PASSAGE PROVIDED:
Written by Chip Proser and Jeffrey Boam
Directed by Joe Dante
Science fiction is a genre in which anything is possible. Films in particular take advantage of this opportunity to transport its audience to new worlds and new ideas. In 1987, director Joe Dante and executive producer Steven Spielberg took us on a “big” adventure with the zany sci-fi comedy Innerspace. The film stars Martin Short, Dennis Quaid, and a young Meg Ryan, who all get involved with a scientific mission gone wrong. With an Oscar win for Best Visual Effects and a comic tone full of energy and fun, Innerspace is one ride from the 80s you might want to check out.
Lt. Tuck Pendleton (Quaid) is a brash Navy pilot who isn’t exactly looked upon as a military hero. He drinks, he fights, and he’s actually kind of a douche. His fellow pilots want nothing to do with him and he’s struggling to keep his girlfriend Lydia (Ryan) from dumping him. Things aren’t going so well for Tuck. That is, until a top secret government experiment gives him the opportunity to relive the glory days. The experiment involves miniaturizing a man and injecting said man into a bunny for scientific exploration.
Tuck volunteers to be shrunk down to microscopic proportions and things get complicated when a shady scientist and her goons break into the lab where the experiment is being conducted and attempt to steal the miniaturization technology. Tuck, now trapped in a syringe, is taken on a chase along with one of the good escaped scientists. Enter Jack Putter (Short), a nebbish grocery store clerk. Tuck then gets injected into Jack and gets Jack involved in a crazy adventure complete with cartoony villains, dazzling special effects, and some truly offbeat humor.

COMPLETE THE FOLLOWING:
1. What job does Jack Putter have in the Innerspace review?
2. Extend the Innerspace review past its final sentence.
The material that comes next is separate from this Innerspace review.

DATA SEGMENT:

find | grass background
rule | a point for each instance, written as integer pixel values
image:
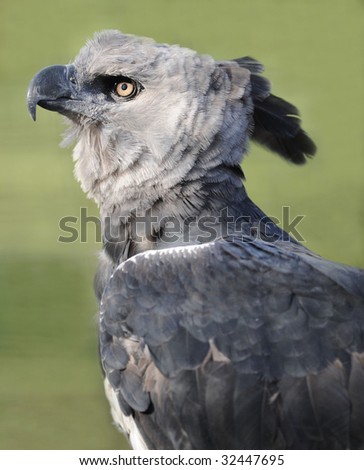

ANSWERS BELOW:
1. He is a grocery store clerk.

2.
Released in a time when computer-generated special effects were still slightly primitive, Innerpsace took advantage of advanced techniques at the time courtesy of Industrial Light & Magic. Inspired by Fantastic Voyage, a good chunk of the film takes place inside the human body and since Tuck is shrunk down to microscopic size and injected into Jack, Tuck gets a first-person view of Jack’s inner space. Through carefully place mini-microphones and cameras, Tuck sees what Jack sees and hears what he hears. They can even talk to one another. The majority of the film has Jack, Lydia, and Tuck trying to evade deranged businessman Victor Scrimshaw (Kevin McCarthy), sinister scientist Dr. Canker (Fiona Lewis), slightly cybernetic Mr. Igoe (Vernon Wells), and the ridiculously weird “Cowboy”, played to perfection by Robert Picardo.
Innerspace is not your average film, and didn’t really garner the praise it deserved back when it was released; however, the innovative special effects did draw attention. The team over at ILM won the Academy Award in 1988 for their work on this underrated film and deservedly so. Tuck’s journey inside Jack’s body looks real! Piloting through various blood streams and passing various organs, it really is quite a trip.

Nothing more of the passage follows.